■ The problem:
Turn every item below into a numbered list, skipping any blank lines.

---- Supplied data

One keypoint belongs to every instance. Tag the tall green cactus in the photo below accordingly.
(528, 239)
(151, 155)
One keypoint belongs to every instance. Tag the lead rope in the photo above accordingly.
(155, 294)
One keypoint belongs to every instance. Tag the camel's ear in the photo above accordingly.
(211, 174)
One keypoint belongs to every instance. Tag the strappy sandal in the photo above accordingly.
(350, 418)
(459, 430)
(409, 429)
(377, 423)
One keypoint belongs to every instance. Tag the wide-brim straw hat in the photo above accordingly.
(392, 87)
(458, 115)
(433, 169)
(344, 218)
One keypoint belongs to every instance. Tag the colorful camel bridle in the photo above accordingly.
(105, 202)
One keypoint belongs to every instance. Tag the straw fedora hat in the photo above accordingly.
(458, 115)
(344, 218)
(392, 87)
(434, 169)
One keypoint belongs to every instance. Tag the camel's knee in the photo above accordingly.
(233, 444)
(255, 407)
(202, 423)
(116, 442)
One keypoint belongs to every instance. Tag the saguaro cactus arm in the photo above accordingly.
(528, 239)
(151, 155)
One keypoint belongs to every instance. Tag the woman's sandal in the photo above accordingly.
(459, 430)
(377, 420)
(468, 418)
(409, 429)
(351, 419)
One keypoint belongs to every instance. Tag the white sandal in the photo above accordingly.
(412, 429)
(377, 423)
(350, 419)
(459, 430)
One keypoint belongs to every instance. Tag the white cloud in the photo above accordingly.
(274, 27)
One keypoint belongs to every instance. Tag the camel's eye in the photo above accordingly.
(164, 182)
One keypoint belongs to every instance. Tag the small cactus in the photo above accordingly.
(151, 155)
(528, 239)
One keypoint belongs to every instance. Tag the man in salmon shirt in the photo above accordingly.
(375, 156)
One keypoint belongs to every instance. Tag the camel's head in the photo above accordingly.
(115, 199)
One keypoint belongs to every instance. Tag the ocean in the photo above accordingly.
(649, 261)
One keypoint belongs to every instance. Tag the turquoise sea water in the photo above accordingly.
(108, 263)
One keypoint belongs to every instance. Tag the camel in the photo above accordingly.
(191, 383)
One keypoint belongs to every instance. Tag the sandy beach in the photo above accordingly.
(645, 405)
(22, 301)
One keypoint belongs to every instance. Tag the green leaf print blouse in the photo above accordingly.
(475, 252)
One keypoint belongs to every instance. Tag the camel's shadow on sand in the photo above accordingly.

--------

■ Result for this exercise:
1. One keypoint belongs to every instance. Tag the tall green cactus in the photo below accordingly.
2. (528, 239)
3. (151, 155)
4. One keypoint belongs to every instance. Tag the lead rope in the photo above accordingly.
5. (155, 294)
6. One keypoint belongs to every instance. Tag the camel's ear in the photo above accordingly.
7. (211, 174)
8. One keypoint belongs to every instance. Tag the strappy sandal in the photo above accordingly.
9. (350, 418)
10. (459, 430)
11. (409, 429)
12. (377, 423)
13. One keypoint belongs to every instance. Tag the wide-brim straw hat in the photo above accordingly.
14. (392, 87)
15. (458, 115)
16. (433, 169)
17. (344, 218)
18. One keypoint belongs to every instance. Tag the colorful camel bridle in the photo above accordingly.
19. (105, 202)
20. One keypoint belongs to every instance. Tag the straw fedora hat in the photo above accordingly.
21. (458, 115)
22. (344, 218)
23. (392, 87)
24. (434, 169)
25. One keypoint belongs to every instance. Tag the camel's knee in the photo above accordingly.
26. (233, 444)
27. (255, 407)
28. (202, 423)
29. (116, 442)
30. One keypoint belongs to every instance. Tag the saguaro cactus arm in the photo above accordingly.
31. (528, 239)
32. (151, 155)
33. One keypoint belongs to every instance. Tag the woman's sandal in the photo above accordingly.
34. (459, 430)
35. (377, 420)
36. (468, 418)
37. (409, 429)
38. (351, 419)
39. One keypoint belongs to every instance. Tag the white sandal in the photo above accordingly.
40. (412, 429)
41. (377, 423)
42. (350, 419)
43. (459, 430)
44. One keypoint belongs to every instance. Tag the white cloud in the photo above accordingly.
45. (274, 27)
46. One keypoint belongs to every instance. Tag the camel's eye in the photo above accordingly.
47. (164, 182)
48. One keypoint belongs to every instance. Tag the small cactus in the photo above accordingly.
49. (151, 155)
50. (528, 239)
51. One keypoint belongs to every instance. Tag the man in salmon shirt in the photo above accordingly.
52. (375, 156)
53. One keypoint belongs to every instance. Tag the camel's head in the photo above accordingly.
54. (115, 199)
55. One keypoint belongs to every instance. Tag the ocean in the photo above accordingly.
56. (649, 261)
57. One keypoint belongs to every instance. Tag the turquoise sea water in the photo above accordingly.
58. (108, 263)
59. One keypoint belongs to every instance. Tag the camel in the photo above accordingly.
60. (191, 383)
61. One keypoint belongs to every instance. Tag the sandy beach in the photo above accordingly.
62. (645, 405)
63. (22, 301)
64. One keypoint belongs to every instance. Tag the green leaf print blouse in the photo above accordingly.
65. (475, 252)
66. One keypoint belongs to every instance. Tag the camel's shadow on sand in the photo above accordingly.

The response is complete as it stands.